● Objective
Output each entry that follows exactly. Images stay out.

● Task data
-.-.-
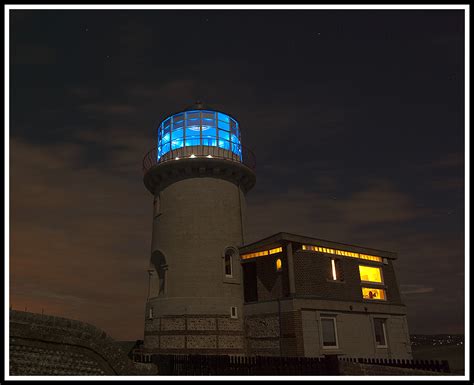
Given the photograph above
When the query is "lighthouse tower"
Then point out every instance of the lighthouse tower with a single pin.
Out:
(198, 174)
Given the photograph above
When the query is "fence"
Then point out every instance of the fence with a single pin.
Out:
(194, 364)
(430, 365)
(237, 365)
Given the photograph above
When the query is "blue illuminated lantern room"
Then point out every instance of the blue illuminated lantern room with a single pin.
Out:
(198, 131)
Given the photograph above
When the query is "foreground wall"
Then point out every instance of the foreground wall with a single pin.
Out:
(48, 345)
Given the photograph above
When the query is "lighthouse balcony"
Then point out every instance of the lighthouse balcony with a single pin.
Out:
(227, 150)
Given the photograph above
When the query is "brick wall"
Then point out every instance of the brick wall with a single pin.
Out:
(313, 278)
(270, 283)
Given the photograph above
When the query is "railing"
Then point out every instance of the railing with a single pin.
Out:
(430, 365)
(241, 155)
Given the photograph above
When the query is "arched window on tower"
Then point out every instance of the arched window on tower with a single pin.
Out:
(158, 286)
(228, 263)
(230, 258)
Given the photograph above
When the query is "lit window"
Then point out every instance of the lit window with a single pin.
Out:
(262, 253)
(276, 250)
(333, 269)
(329, 332)
(278, 264)
(375, 294)
(380, 333)
(370, 274)
(341, 252)
(228, 263)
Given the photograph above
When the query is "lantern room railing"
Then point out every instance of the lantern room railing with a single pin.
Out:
(241, 155)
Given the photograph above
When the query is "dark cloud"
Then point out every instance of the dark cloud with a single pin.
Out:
(358, 133)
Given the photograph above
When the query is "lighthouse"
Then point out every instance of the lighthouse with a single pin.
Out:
(198, 174)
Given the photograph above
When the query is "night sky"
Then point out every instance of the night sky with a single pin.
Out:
-.-.-
● Written reply
Given the photograph above
When the query is "lighthouse tower"
Then point out every instance of the lighthouse tower with a single pin.
Out:
(198, 174)
Given the photograph above
When the query is "fence"
Then point out every instance of the fence with a single pin.
Out:
(194, 364)
(430, 365)
(237, 365)
Given the photograph above
When the query is "blue illuminated lantern room"
Then point out every instance of the blue illuminated lantern room with a single pin.
Out:
(198, 131)
Given the photograph above
When the query is "foreground wall"
Then point out every instance of the foreground wall with a single pin.
Out:
(48, 345)
Given the photograph above
When the query is "lighthouse balcony"
Then point out every instance of the lighthouse balcony with a single pin.
Out:
(227, 150)
Given the photograph above
When the query is "brick wall"
Then point out every instance of the brick wall with a single pin.
Out:
(313, 278)
(270, 283)
Given the photograph above
When the query is "railing"
Then point out every instance of the railing with a single pin.
Out:
(430, 365)
(241, 155)
Given the photograph above
When the query is "arched window on tower"
Then point out every instance of the arched window on tower with a single pin.
Out:
(158, 286)
(228, 263)
(230, 258)
Given the photograph above
When the query is "lit window"
Then point out every instance of the lit window with a single pin.
Out:
(262, 253)
(276, 250)
(333, 269)
(329, 332)
(278, 264)
(375, 294)
(380, 333)
(370, 274)
(341, 252)
(228, 263)
Given the photograph above
When the query is "lantern room railing"
Then point out every instance of the lantern room railing with a single pin.
Out:
(241, 155)
Given the photograph above
When the query is "dark cloud"
Then point out every instance of the dark cloud with a single pin.
Out:
(358, 133)
Given the photograph above
When the query is "lighthouse"
Then point out every instance of the lighthouse with a single pin.
Out:
(198, 174)
Given the photograph above
When the query is "night sky"
Then point out every instance of the night sky with a single pin.
Out:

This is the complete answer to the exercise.